§ Exercise instructions
Pick out every line in the records below that contains the word "head" and copy each one.

§ Raw records

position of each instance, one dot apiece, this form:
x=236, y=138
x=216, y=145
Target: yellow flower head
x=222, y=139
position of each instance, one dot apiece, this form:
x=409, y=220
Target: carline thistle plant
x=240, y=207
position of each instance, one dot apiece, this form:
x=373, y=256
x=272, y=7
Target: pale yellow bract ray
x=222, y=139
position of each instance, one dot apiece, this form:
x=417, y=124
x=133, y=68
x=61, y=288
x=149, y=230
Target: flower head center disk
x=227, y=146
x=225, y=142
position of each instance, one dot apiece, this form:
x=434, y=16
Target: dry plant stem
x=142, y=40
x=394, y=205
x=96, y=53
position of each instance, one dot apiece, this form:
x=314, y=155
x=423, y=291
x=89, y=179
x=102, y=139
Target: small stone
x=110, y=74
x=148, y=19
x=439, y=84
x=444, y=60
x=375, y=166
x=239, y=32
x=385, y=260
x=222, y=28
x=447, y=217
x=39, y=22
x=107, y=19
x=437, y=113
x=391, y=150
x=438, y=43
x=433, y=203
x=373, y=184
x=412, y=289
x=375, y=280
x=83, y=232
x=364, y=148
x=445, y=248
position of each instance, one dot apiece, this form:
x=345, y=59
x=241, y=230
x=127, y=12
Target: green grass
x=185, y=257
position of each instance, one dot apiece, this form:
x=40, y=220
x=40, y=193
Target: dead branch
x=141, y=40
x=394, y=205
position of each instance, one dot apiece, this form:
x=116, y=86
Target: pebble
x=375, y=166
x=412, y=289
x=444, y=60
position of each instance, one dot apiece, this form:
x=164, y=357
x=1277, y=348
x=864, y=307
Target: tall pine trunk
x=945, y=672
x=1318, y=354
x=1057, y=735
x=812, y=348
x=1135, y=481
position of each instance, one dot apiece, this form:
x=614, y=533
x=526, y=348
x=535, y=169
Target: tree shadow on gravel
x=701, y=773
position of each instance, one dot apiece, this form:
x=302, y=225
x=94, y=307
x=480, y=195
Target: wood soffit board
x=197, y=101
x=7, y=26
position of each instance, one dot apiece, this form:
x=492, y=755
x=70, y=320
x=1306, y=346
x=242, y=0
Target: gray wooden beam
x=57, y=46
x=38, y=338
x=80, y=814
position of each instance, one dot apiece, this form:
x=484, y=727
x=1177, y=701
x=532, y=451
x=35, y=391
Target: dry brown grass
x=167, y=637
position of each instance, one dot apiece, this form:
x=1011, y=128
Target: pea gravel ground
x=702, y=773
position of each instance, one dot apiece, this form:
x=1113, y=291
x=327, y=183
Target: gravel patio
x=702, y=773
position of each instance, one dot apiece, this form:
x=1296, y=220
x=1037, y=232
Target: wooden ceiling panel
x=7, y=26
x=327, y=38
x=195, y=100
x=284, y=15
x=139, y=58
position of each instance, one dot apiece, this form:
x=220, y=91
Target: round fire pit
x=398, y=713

§ The solution
Target: yellow flower head
Target: flower head center disk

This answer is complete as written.